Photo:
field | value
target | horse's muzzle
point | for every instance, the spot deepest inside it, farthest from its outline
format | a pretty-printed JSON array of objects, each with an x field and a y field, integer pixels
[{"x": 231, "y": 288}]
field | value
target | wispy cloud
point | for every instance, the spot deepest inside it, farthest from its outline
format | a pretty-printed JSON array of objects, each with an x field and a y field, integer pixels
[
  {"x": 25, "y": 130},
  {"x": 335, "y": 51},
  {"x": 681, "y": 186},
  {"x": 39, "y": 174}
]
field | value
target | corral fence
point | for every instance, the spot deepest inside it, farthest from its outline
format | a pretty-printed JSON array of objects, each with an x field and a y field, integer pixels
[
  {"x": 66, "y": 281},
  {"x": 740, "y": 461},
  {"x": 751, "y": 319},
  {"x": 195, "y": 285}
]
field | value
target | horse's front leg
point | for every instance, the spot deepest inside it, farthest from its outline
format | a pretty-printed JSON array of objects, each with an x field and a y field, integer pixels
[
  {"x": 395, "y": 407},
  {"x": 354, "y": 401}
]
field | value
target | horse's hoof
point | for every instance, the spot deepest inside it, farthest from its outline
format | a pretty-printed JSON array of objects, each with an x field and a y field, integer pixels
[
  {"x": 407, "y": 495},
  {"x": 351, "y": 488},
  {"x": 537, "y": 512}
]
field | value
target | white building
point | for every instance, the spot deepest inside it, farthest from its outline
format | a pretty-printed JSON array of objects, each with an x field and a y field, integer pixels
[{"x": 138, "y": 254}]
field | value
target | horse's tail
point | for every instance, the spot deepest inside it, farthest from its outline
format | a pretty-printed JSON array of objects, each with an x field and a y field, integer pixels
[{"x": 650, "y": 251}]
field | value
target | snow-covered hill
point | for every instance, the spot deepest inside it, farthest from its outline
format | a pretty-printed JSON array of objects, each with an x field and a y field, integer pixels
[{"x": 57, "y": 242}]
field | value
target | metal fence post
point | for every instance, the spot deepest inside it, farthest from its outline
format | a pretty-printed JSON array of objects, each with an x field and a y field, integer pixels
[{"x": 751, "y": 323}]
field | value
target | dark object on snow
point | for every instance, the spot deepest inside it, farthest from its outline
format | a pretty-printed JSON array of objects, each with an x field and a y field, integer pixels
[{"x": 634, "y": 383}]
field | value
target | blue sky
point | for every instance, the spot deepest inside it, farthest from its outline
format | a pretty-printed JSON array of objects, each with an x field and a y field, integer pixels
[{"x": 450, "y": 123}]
━━━━
> _Exercise brief_
Having read the material, set all of it down again without a single difference.

> _Answer to this problem_
Photo:
field | value
target | horse's muzzle
point | for every instance, the spot deepest inside it, farthest from its outline
format | a pretty-printed JSON array of objects, each with an x field and a y field, integer pixels
[{"x": 231, "y": 288}]
field | value
target | wispy cloud
point | for every instance, the spot deepest inside it, farthest from its outline
format | a pretty-printed JSON array of objects, each with an x field and a y field, integer pixels
[
  {"x": 25, "y": 130},
  {"x": 335, "y": 51},
  {"x": 681, "y": 186},
  {"x": 39, "y": 174}
]
field | value
target | corral fence
point | for every instance, the spot deepest inside it, farthest from its outline
format | a pretty-printed JSON array of objects, each with an x field and a y field, integer pixels
[
  {"x": 66, "y": 281},
  {"x": 740, "y": 461},
  {"x": 751, "y": 319},
  {"x": 195, "y": 285}
]
field | value
target | horse's front leg
point | for every instance, the spot deepest inside it, farthest from its outline
format | a pretty-printed JSON array of objects, each with an x field and a y field, integer pixels
[
  {"x": 395, "y": 407},
  {"x": 354, "y": 401}
]
field | value
target | horse's hoof
point | for every instance, the spot deepest inside it, farthest from its outline
format | a pretty-printed JSON array of objects, each with an x field and a y field, integer pixels
[
  {"x": 407, "y": 495},
  {"x": 351, "y": 488},
  {"x": 537, "y": 512}
]
field | value
target | white building
point | for every instance, the spot deepest inside it, farthest from its outline
format | a pretty-printed JSON array of objects, each with an x field and a y field, integer pixels
[{"x": 138, "y": 254}]
field | value
target | horse's tail
point | for every instance, the spot deepest inside it, farthest from its outline
format | a pretty-printed JSON array of objects, each with an x field and a y field, integer pixels
[{"x": 650, "y": 251}]
field | value
target | snow-covered hill
point | for every instance, the spot deepest inside it, farthest from its outline
format | a pretty-printed JSON array of objects, each with an x field and a y field, integer pixels
[{"x": 57, "y": 242}]
field | value
target | metal fence post
point | for every instance, the spot deepest inside it, farthest from its outline
format | a pretty-printed JSON array of objects, each with an x field and a y field, integer pixels
[{"x": 751, "y": 323}]
field | value
target | dark object on snow
point | for every instance, the spot deepest inside it, farthest from its outline
format | a pretty-printed JSON array of objects, each with an x field and a y field, integer pixels
[{"x": 634, "y": 383}]
field | value
target | blue sky
point | for every instance, the spot deepest inside it, farthest from its outline
format | a pretty-printed JSON array of objects, each with an x field and a y field, integer pixels
[{"x": 450, "y": 123}]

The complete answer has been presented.